(Excerpts of pointing data)
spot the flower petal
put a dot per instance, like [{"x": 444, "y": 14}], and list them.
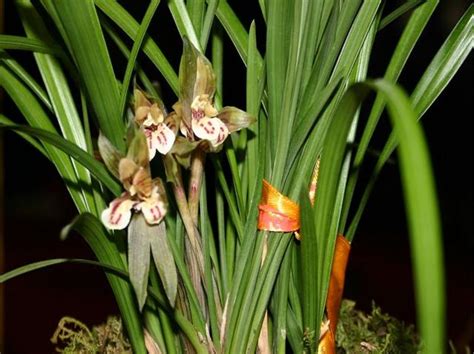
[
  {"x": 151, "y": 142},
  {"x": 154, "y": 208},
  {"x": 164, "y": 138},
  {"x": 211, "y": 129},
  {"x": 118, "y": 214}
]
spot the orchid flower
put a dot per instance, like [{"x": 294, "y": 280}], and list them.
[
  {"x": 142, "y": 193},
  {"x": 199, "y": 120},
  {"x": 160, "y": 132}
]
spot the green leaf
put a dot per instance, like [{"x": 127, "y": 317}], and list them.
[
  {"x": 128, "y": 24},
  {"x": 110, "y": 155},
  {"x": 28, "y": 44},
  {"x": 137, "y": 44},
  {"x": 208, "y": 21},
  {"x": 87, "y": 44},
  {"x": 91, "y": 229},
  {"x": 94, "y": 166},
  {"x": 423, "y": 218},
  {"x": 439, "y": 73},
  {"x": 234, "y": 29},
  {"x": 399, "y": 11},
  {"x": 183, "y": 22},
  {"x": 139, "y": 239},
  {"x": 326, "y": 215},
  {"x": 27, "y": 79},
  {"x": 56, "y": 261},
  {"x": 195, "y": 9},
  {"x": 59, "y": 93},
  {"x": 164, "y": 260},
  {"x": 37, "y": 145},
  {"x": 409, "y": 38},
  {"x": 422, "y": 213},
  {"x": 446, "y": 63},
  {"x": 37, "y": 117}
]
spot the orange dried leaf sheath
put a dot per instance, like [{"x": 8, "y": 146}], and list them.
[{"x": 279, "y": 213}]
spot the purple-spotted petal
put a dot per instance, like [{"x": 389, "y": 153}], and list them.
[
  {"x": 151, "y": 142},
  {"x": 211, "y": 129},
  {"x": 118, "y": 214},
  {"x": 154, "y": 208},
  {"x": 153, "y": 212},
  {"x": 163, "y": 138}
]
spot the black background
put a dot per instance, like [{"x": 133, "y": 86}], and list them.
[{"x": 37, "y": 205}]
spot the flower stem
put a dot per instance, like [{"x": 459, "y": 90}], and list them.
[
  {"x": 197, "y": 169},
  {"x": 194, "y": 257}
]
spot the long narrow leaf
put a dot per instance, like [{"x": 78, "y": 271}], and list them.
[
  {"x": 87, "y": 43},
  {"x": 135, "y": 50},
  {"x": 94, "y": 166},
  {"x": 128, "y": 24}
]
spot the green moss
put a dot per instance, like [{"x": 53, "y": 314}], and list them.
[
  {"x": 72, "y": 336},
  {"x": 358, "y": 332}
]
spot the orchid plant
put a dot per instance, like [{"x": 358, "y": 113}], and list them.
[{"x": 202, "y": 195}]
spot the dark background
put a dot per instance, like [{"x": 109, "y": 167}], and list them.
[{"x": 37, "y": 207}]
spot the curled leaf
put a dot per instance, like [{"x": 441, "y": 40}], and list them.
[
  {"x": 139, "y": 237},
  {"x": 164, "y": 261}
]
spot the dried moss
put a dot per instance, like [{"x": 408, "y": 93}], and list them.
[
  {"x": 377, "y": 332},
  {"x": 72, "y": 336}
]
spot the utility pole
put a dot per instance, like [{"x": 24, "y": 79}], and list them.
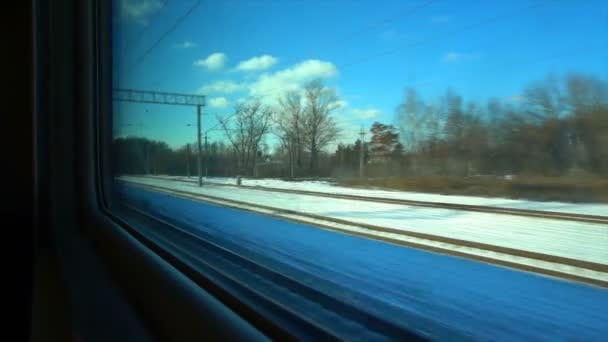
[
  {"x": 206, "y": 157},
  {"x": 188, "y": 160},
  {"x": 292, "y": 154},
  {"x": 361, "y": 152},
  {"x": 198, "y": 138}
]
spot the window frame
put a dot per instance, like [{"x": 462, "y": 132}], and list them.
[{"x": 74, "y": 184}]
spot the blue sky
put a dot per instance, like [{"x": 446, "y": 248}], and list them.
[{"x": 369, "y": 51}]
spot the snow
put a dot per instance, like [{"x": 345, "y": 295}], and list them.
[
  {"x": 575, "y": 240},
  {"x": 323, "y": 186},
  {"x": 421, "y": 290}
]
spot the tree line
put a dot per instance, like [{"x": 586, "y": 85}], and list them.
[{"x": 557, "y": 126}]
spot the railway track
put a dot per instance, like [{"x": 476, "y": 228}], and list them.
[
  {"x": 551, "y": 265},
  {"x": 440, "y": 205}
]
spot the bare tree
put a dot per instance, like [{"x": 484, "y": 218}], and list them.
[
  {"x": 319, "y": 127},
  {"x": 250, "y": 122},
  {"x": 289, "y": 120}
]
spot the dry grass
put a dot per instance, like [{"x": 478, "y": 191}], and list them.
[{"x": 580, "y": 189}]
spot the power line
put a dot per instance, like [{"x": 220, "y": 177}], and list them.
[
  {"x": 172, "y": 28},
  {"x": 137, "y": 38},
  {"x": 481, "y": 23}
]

* * *

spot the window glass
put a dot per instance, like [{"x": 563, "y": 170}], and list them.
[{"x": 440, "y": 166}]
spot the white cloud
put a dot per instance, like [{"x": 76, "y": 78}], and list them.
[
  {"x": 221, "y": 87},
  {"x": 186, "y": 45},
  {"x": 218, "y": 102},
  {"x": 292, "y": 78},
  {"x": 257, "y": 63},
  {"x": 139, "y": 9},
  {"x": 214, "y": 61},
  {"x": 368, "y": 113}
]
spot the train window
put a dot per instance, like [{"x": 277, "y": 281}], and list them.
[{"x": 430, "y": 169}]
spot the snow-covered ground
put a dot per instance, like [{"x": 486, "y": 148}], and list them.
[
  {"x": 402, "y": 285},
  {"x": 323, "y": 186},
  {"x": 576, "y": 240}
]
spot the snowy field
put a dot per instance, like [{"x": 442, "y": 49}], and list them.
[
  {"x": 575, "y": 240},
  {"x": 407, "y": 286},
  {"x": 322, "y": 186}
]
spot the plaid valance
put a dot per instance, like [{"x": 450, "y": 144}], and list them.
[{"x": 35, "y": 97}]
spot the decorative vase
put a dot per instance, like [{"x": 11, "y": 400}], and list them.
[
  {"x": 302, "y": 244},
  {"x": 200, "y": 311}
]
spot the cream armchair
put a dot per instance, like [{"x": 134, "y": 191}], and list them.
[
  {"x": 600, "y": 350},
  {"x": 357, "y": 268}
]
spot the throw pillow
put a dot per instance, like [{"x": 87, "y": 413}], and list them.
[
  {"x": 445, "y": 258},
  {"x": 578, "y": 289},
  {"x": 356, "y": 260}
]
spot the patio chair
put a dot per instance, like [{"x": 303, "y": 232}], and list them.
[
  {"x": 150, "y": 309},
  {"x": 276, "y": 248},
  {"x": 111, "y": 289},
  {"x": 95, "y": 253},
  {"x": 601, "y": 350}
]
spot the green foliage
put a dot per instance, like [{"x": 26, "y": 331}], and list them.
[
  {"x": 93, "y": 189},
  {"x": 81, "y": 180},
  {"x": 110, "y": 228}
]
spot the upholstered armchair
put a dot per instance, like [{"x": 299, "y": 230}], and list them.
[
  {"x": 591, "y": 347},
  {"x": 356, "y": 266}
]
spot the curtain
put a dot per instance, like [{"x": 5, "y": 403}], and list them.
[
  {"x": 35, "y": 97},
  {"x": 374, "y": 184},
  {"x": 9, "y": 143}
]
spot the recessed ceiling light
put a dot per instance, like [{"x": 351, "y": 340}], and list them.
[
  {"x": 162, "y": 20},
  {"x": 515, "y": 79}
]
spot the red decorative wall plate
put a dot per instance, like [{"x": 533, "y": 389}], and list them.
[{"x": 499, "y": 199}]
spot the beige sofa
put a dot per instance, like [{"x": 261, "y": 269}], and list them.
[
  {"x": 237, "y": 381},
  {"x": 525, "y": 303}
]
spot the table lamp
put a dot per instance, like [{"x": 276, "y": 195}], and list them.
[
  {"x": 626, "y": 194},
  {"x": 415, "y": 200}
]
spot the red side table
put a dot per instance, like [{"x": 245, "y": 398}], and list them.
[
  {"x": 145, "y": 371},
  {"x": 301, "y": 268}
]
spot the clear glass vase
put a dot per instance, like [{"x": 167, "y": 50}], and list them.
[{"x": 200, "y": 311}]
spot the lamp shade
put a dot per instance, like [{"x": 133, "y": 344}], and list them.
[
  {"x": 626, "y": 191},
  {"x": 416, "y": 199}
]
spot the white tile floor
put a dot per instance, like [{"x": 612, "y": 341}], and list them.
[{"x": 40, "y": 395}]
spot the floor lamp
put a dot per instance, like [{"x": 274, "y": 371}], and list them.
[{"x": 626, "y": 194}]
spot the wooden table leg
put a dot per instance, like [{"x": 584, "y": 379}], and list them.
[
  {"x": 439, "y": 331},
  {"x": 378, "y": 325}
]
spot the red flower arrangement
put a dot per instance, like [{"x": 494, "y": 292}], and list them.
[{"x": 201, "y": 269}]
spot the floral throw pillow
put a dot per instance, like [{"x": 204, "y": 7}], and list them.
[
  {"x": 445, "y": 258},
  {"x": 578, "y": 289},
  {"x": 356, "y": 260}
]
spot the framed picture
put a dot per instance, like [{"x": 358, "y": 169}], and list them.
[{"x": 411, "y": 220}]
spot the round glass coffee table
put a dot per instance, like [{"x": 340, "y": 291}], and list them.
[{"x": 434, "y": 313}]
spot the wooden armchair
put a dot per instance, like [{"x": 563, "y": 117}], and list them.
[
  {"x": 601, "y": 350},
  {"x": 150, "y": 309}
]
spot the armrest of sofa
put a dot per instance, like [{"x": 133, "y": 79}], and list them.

-- Written exercise --
Extract every line of the listing above that contains the word "flower", treating case as significant.

-- The output --
spot the flower petal
spot the orchid flower
spot the flower stem
spot the red flower arrangement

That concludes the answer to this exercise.